Very interesting! For those who know Penny, she is a very right brained horse- hugs for days 💕
03/31/2026

Very interesting! For those who know Penny, she is a very right brained horse- hugs for days 💕

Temperament types

When describing a horse’s temperament and personality one way to simplify the explanations is to refer to the part of the brain the horse tends to operate out of.

There are four different temperament types, not four quarters but four overlapping halves. Introvert and extrovert, and right brain and left brain. An extrovert can be right or left brain, and an introvert can be right or left brain.

This is a great oversimplification because the two halves of the brain work together, nothing only functions naturally in one hemisphere or the other. A horse can show more characteristics of the functions that one side of the brain offers though, and that is what we would call their dominant trait.

All horses have some traits of each type. Some have far more of one type than another and some are evenly balanced in the middle of all of them. When we say extreme right brain it means that they show LOTS of right-brain tendencies. It does not mean they won’t show any left-brain tendencies.

An introvert can also be an extrovert, as in the case of stacked double whorls. Or right brain can also be left brain, like horses with side by side double whorls. In theory, a single-centered whorl should be an even mixture of all four.

## [Questions on the material]
[1] According to the horse temperament text, what should a single-centered whorl be in theory?
[2] Rewrite the paragraph in the horse temperament text that begins "There are four different temperament types" as a short list.
[3] Continue the text on horse temperament types from its last sentence.
These rows have no connection to the horse temperament text.

[Dataset excerpts]

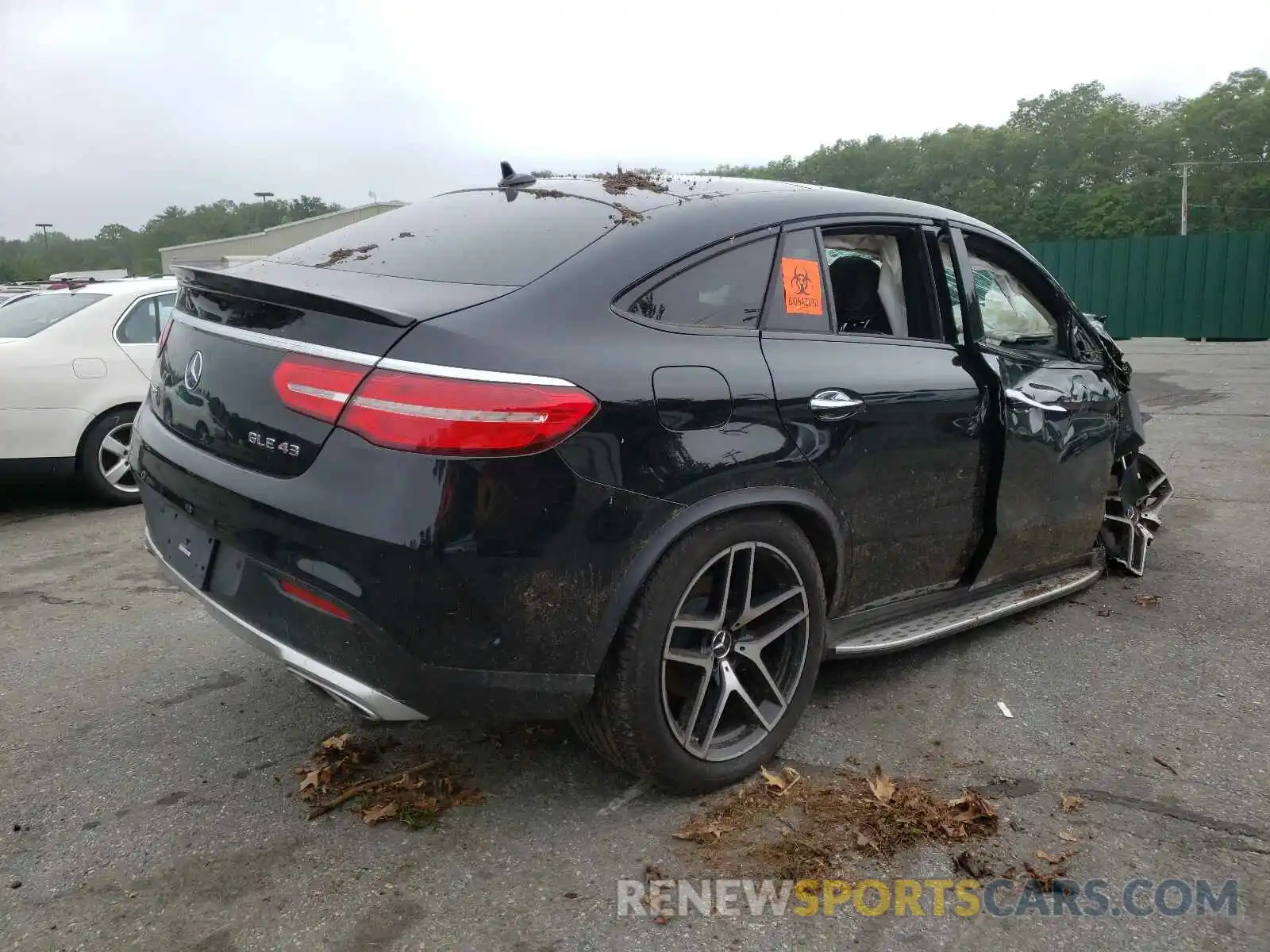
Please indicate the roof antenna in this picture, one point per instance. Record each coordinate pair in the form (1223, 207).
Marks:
(514, 179)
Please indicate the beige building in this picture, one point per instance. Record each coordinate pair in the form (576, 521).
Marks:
(224, 253)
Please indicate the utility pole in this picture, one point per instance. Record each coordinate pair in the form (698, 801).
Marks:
(1185, 175)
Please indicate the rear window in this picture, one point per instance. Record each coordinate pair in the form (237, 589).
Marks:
(469, 238)
(27, 317)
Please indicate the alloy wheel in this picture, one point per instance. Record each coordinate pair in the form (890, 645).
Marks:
(736, 651)
(112, 459)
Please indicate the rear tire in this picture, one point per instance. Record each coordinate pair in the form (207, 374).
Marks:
(708, 678)
(103, 460)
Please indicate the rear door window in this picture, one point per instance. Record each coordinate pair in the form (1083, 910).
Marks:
(725, 291)
(145, 321)
(468, 238)
(27, 317)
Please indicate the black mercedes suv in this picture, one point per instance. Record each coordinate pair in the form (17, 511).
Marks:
(639, 452)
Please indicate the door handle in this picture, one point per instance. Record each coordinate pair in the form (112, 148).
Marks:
(1018, 397)
(835, 405)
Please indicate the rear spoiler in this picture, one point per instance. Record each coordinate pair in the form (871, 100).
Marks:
(378, 298)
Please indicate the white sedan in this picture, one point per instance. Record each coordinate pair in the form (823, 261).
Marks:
(74, 368)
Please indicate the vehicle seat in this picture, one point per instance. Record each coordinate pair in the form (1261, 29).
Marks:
(855, 296)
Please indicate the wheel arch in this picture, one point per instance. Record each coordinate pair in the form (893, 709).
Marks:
(79, 447)
(810, 513)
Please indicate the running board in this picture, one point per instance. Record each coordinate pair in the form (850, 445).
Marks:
(897, 635)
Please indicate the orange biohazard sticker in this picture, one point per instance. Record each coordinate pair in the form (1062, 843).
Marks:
(802, 282)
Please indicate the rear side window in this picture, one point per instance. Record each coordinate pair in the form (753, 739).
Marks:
(725, 291)
(468, 238)
(145, 321)
(27, 317)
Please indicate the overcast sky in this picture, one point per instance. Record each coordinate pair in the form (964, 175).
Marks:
(112, 109)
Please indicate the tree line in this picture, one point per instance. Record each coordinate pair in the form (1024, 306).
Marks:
(1076, 163)
(120, 247)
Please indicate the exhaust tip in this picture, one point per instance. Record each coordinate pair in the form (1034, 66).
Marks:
(340, 698)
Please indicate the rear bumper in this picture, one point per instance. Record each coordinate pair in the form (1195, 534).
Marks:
(474, 589)
(366, 700)
(448, 691)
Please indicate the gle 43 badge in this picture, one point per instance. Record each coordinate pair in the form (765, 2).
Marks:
(289, 447)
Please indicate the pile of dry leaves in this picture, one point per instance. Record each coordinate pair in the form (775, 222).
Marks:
(387, 781)
(800, 827)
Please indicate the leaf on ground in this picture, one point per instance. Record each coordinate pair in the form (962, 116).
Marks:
(780, 784)
(1052, 858)
(972, 808)
(702, 833)
(971, 865)
(882, 786)
(379, 812)
(1045, 881)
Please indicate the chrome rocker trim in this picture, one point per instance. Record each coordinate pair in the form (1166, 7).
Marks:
(368, 701)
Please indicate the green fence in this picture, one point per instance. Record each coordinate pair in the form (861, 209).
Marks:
(1195, 286)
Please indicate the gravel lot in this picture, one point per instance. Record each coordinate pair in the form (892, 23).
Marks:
(143, 746)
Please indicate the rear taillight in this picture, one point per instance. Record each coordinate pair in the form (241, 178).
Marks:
(441, 416)
(432, 414)
(314, 386)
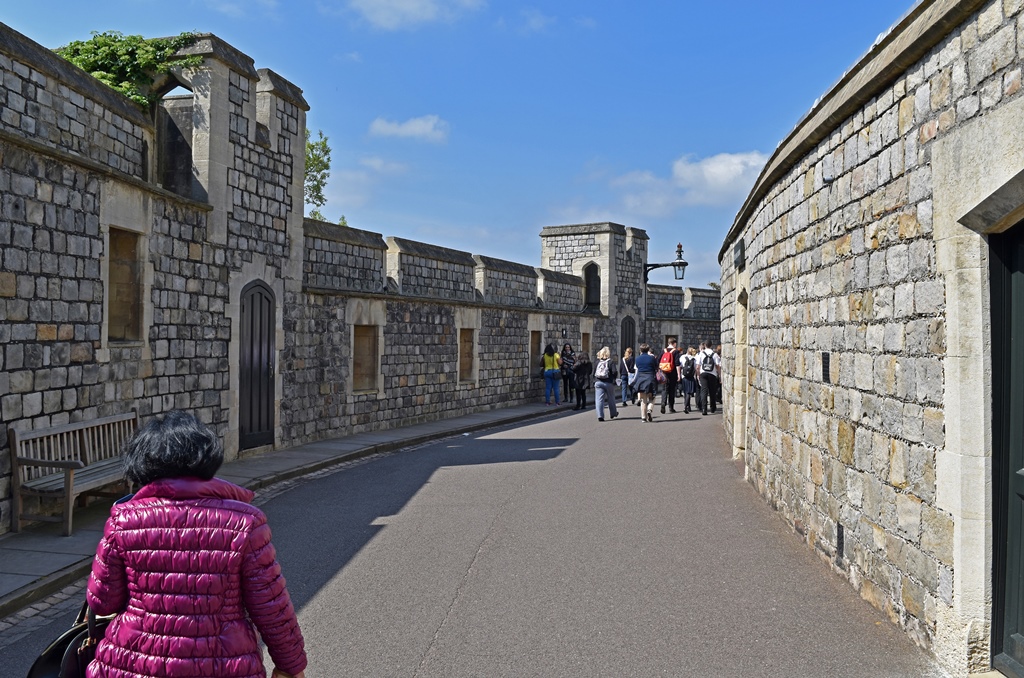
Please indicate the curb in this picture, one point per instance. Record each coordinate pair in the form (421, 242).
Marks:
(54, 582)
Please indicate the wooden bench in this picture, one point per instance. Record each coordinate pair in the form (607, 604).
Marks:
(67, 462)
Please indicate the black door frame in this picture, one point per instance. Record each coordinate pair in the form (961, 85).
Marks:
(1006, 271)
(256, 365)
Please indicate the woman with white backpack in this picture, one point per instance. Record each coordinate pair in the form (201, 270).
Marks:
(604, 383)
(629, 372)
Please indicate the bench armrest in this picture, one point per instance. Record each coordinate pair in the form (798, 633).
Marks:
(28, 461)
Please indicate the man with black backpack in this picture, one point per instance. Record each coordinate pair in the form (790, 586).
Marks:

## [Answers for this exercise]
[1] An even mixture of all four temperament types.

[2]
- There are four temperament types, which form four overlapping halves rather than four quarters.
- The types are introvert, extrovert, right brain, and left brain.
- An extrovert can be right brain or left brain.
- An introvert can be right brain or left brain.

[3]
Extrovert

Like in people an extroverted horse is one that is social. An extrovert likes to visit, see what is going on in life. They want to be there for the excitement. They may create their own excitement if they get bored. When an extrovert isn’t being kept entertained they will go looking for ways to entertain themselves. They usually have a great sense of humor and will spook, or take things apart, gallop around their pasture or let themselves out of the pasture.

Extroverts are very invested in the external world, everything going on around them. They want to go, to be moving all the time.

They are the hot horses who want to be in the front. Extroverts can get carried away with their desire to be moving and need help to calm down before they can pay attention.

Introvert

An introverted horse is content within themselves. They are thinking, processing the information around them. Sometimes people make the mistake of underestimating their intelligence because they don’t respond immediately.

That is a major mistake.

Introverts can be extremely intelligent, they don’t want to run around telling everyone about it like an extrovert does. They have a quiet, droll sense of humor.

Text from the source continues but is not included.